Selected text.
------------
Kick me for saying this but. REI is having the big annual sale right now and new Etrex Vista C ended up being $269 with the REI sale price and $50 rebate from Garmin factored in.

I've been using the Etrex Summit for years now. Man if I didn't have new wheelset on order at my LBS I get the new GPS in a second.

matt


----------



## Guest (May 6, 2005)

> TOPO!'s interface is clunky but it works well.


I have an older version of the TOPO! software I need(it doesn't work with WinXP), it could use some improvements but the maps are very accurate an have good detail. Downloading maps to the GPS is not a major factor, but when I'm out fishing, the maps downloaded to the GPS would show the depth of the water and bottom contour(I know that doesn't have anything to do with biking, but I'm trying to get my money's worth here). The Delorme 3D and satellite maps look really interesting, but I've had a bunch of people tell me that the software is not that great.


> Kick me for saying this but. REI is having the big annual sale right now and new Etrex Vista C ended up being $269 with the REI sale price and $50 rebate from Garmin factored in.


That is a good deal on the eTrex Vista. It's a great GPS.


----------



## goldsbar (Dec 2, 2004)

Consider something with color or at least high res b&w. I had an old low res Garmin b&w before moving to a Garmin Etrex color. It helps out a little bit when hiking, but it makes a big difference if you're also going to use the GPS for driving, etc.


----------



## Roam (Sep 17, 2004)

*Re: Gps software*

Hello everyone. I'm very surprised at all the replies and info on gps models. Thank you.

I didnt buy one yet. sorry to say i had decided on one from my last post in this thread.
There was a few posts talking about the software and programs that might be included with some models.Now i am leaning more towards buying the garmin map 60C gps model.
This afternoon i was wondering what the quality of the map, if printed out on an 8.5"x11" paper size, or 8.5"x14" would turn out like. has anyone printed out there own maps?
Which models would include software to load the gps information onto computer?
_p.s._ yes i did spell colo_u_r wrong, but i was just copying the models from the pamphlet, and sites that i had found the different models on.


----------



## Braunstein Freres (Nov 2, 2004)

MaximusNukeage said:


> I have a Garmin 60CS and it works great.
> 
> PS you spelled color wrong


Color/colour. American/Canadian spelling. Expand your horizons.


----------



## MaximusNukeage (Apr 27, 2005)

Roam said:


> i am leaning more towards buying the garmin map 60C gps model.
------------
Raw data.
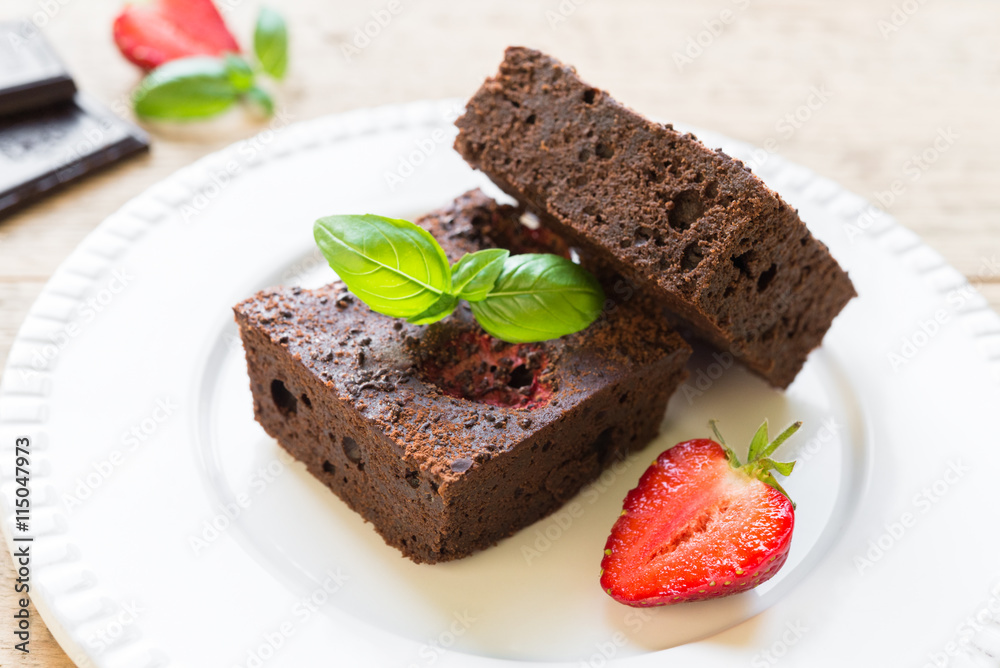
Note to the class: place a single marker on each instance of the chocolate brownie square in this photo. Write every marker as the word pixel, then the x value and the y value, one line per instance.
pixel 692 227
pixel 446 439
------------
Required task 1.
List every poster name that appears in a post heading of the GPS forum thread.
Required task 2.
Please copy out the GPS forum thread between "Hello everyone. I'm" and "information onto computer?", inclusive.
Required task 3.
Write what comes next in the GPS forum thread, picking up after its final line.
The listing is separate material and is not part of the GPS forum thread.

Exercise response 1.
Guest
goldsbar
Roam
Braunstein Freres
MaximusNukeage

Exercise response 2.
Hello everyone. I'm very surprised at all the replies and info on gps models. Thank you.

I didnt buy one yet. sorry to say i had decided on one from my last post in this thread.
There was a few posts talking about the software and programs that might be included with some models.Now i am leaning more towards buying the garmin map 60C gps model.
This afternoon i was wondering what the quality of the map, if printed out on an 8.5"x11" paper size, or 8.5"x14" would turn out like. has anyone printed out there own maps?
Which models would include software to load the gps information onto computer?

Exercise response 3.
good choice i like my gps map 60cs alot the altimeter and compas are fun, but not really nessiccary. plus it looks really sleek. and has a lot of memory, plus the topo maps from garmin are great!


----------



## bear (Feb 3, 2004)

Hmm. Not aware of any gps coming with the management software out of the box.

You can, I think, get the Garmin MapSource software itself w/o data as download from the Garmin WWW ... but I have not tried that ... would give you full waypoint / tracklog management and export/import to/from GPX format, which is useful.

To get mapping data, you'll need to buy some (easy way) or get free data and do some work yourself (just google on gps mapping and you should find some links ).

I've done printouts from both the Garmin MapSource and the USGS Topo! product and I think the latter makes a better paper-map, but then again Topo! has 1:24,000 scale data and my mapsource data is only 1:100,000. Having both would be optimal, from my point of view.


----------



## Gaffney10 (Aug 27, 2004)

Has anybody used the Foretrex or Forerunner for MT Biking? I used a buddies while skiing in Steamboat and it was pretty sweet. 

What would be the best "bang for the buck" for a good MT Bike/Hiking GPS for under $200? 

Thanks!


----------



## Namlak (Jun 20, 2004)

I picked up a Garmin eTrex Vista (not the C) about 4 months ago and I love it. I rides on my handlebars with the optional mount.

You really want the 24MB of memory, you really want a mapping GPS (IMO) as it allows you to use it for more than biking along with the Garmin map software.

Also, I found an awesome website http://www.motionbased.com that allows you to download an "agent" program that uploads the data from your GPS into their site which provides all sorts of analysis, like this.


----------



## Gaffney10 (Aug 27, 2004)

How do you guys like the Garmin Etrex Vista? Is it about the best "bang for the buck" for under $250?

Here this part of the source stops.